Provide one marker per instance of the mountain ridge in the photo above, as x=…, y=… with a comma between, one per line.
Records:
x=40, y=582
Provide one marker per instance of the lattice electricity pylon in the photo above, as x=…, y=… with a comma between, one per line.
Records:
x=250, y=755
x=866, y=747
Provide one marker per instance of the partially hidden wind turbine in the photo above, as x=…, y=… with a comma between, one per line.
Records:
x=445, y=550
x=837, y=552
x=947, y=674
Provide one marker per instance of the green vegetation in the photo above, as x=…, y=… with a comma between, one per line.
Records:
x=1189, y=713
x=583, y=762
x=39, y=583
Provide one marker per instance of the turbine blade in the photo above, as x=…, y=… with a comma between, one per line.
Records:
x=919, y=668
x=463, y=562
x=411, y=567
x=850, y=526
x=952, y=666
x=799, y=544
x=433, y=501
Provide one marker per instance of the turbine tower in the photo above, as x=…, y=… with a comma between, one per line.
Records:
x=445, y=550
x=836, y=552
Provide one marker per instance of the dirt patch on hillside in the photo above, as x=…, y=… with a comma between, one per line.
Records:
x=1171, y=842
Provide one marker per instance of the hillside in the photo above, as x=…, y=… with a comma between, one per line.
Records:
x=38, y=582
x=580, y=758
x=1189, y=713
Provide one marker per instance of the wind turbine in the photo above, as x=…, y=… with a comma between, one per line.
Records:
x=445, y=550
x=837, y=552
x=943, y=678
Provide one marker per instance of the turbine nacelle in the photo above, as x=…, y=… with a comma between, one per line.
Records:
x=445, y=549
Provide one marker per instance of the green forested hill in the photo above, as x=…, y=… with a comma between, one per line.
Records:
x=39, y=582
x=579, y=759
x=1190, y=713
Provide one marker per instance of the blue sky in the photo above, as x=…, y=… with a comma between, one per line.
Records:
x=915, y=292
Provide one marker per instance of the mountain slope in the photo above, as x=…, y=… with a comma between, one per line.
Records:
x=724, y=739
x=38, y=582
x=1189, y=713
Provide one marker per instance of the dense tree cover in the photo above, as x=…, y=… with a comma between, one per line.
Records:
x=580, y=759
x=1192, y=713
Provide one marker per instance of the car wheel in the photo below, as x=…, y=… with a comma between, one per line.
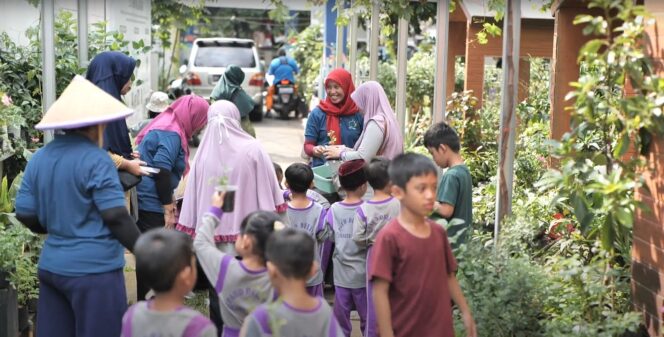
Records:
x=256, y=115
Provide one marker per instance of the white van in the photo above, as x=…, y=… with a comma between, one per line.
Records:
x=208, y=60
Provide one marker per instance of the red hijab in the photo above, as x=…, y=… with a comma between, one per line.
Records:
x=344, y=108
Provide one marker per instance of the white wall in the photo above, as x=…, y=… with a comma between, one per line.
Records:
x=131, y=17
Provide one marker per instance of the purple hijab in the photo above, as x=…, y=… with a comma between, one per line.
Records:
x=372, y=101
x=226, y=147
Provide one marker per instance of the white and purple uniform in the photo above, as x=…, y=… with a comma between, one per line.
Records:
x=311, y=220
x=281, y=319
x=370, y=218
x=141, y=321
x=349, y=262
x=240, y=289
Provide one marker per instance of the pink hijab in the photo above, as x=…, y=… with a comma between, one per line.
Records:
x=185, y=116
x=226, y=147
x=373, y=103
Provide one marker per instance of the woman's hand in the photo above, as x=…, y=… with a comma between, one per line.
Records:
x=333, y=152
x=133, y=167
x=319, y=151
x=169, y=216
x=218, y=199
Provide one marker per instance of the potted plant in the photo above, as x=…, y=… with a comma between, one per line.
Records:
x=19, y=253
x=223, y=186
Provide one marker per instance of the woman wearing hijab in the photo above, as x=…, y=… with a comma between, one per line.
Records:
x=71, y=192
x=336, y=120
x=163, y=144
x=228, y=151
x=381, y=135
x=229, y=88
x=111, y=71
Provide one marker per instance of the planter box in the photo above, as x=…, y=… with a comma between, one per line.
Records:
x=8, y=313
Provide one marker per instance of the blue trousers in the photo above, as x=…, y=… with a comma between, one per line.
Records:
x=84, y=306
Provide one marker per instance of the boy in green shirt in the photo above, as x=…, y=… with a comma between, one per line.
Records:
x=455, y=192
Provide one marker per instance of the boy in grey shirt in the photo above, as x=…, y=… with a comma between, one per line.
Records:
x=370, y=218
x=349, y=259
x=241, y=285
x=165, y=259
x=307, y=215
x=296, y=313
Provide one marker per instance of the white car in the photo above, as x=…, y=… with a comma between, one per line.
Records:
x=208, y=60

● ● ● ● ● ● ●

* _Task item_: Output all of the entries verbatim, leaving out any images.

* _Solution for this exercise_:
Provide one marker per instance of the mountain ridge in the photo above, as x=…, y=… with a comma between, one per line.
Records:
x=40, y=582
Provide one marker per instance of the lattice electricity pylon in the photo above, as x=…, y=… with a comma between, one per line.
Records:
x=250, y=755
x=866, y=747
Provide one marker per instance of the partially hidden wind turbine in the photo above, as x=…, y=… with a comma between, one per line.
Records:
x=445, y=550
x=837, y=552
x=947, y=674
Provide one marker per instance of the green vegetation in the photo above, as x=…, y=… with a comma between, one per line.
Records:
x=1189, y=713
x=583, y=762
x=39, y=583
Provide one marker per instance of the turbine blade in the photo above, as x=…, y=… with a comma between, one per line.
Records:
x=919, y=668
x=463, y=562
x=411, y=567
x=850, y=526
x=952, y=666
x=799, y=544
x=433, y=501
Provide one marker per instance of the turbine tower in the photo above, as x=…, y=… with a comma between, one per line.
Records:
x=445, y=550
x=836, y=552
Provide one marker per instance of the dirt patch on hillside in the photo above, as x=…, y=… with a comma between, one per line.
Records:
x=1171, y=842
Provide one marker per instance of the hillside in the photo above, as x=…, y=… with a comma between, one per line.
Records:
x=38, y=582
x=580, y=758
x=1189, y=713
Provide one marker per instance of the wind turbine in the photo above, as x=…, y=… with a comma between, one per line.
Records:
x=445, y=550
x=837, y=552
x=943, y=678
Provide one marker per instance of the turbine nacelle in the photo above, as x=…, y=… with a comma between, one per line.
Records:
x=445, y=549
Provide one marker per instance of the green forested hill in the photo above, as x=…, y=… with a comma between, one per line.
Records:
x=39, y=582
x=579, y=759
x=1190, y=713
Provide one marker per instance of the blue sky in the photo above, as x=…, y=… with a comma between, one per line.
Records:
x=915, y=292
Provide one marker per instance of the mountain slope in the photo above, as x=…, y=… with a comma between, one per line.
Records:
x=724, y=739
x=38, y=582
x=1189, y=713
Provide one marker per instance of the dense tree cover in the photo above, as x=…, y=… with a comma between, one per line.
Records:
x=580, y=759
x=1192, y=713
Provide one marker per instance of the car wheel in the photo below, as x=…, y=… with a comma between, one per line.
Records:
x=256, y=115
Provide one marker per instance of the white van in the photo above, as x=…, y=… with a comma between, one per line.
Records:
x=208, y=60
Provide one marker per instance of the red hijab in the photo above, as x=…, y=… with a comma between, one per line.
Records:
x=344, y=108
Provide one marker per instance of the white wall in the photo above, as x=…, y=… with a comma between, one per line.
Records:
x=131, y=17
Provide one marker per instance of the purple hijab in the photo above, as x=…, y=… with a comma between, one per line.
Records:
x=372, y=101
x=226, y=147
Provide one marker per instance of the white and purple uniform in the photo above, as x=…, y=… with a comma between, one per line.
Records:
x=311, y=220
x=281, y=319
x=370, y=218
x=141, y=321
x=349, y=262
x=240, y=289
Provide one marker per instance of the pink hijab in the photo above, as x=…, y=… with a comma between, one per line.
Records:
x=185, y=116
x=226, y=147
x=373, y=103
Provide one marker per instance of the woman's hand in the photo above, as x=…, y=… with a comma between, one per line.
Records:
x=333, y=152
x=133, y=167
x=319, y=151
x=169, y=216
x=218, y=199
Provide one marker per instance of the potted plant in the photo above, as x=…, y=… with a comma between, one per line.
Records:
x=19, y=253
x=223, y=186
Provide one marker per instance of the woman wearing hijab in the photo above, as x=…, y=… with a comma between, one per line.
Records:
x=71, y=192
x=336, y=120
x=163, y=144
x=228, y=151
x=381, y=135
x=229, y=88
x=111, y=71
Provide one marker per instance of the planter box in the photo above, as x=…, y=… with a comma between, one per line.
Records:
x=8, y=313
Provide one marker per instance of the blue trousers in the photo above, as x=…, y=… with a comma between, one per line.
Records:
x=84, y=306
Provide one marker per instance of the boy in green shirt in the photo above, as x=…, y=… with a comma between, one per line.
Records:
x=455, y=192
Provide one marker per instance of the boy in grey shirt in the photo above, as x=…, y=… with a comma between, one per line.
Records:
x=370, y=218
x=349, y=259
x=241, y=285
x=165, y=259
x=307, y=215
x=296, y=313
Provide one marker per instance of the white car in the photo above, as x=…, y=… with a comma between, one per line.
Records:
x=208, y=60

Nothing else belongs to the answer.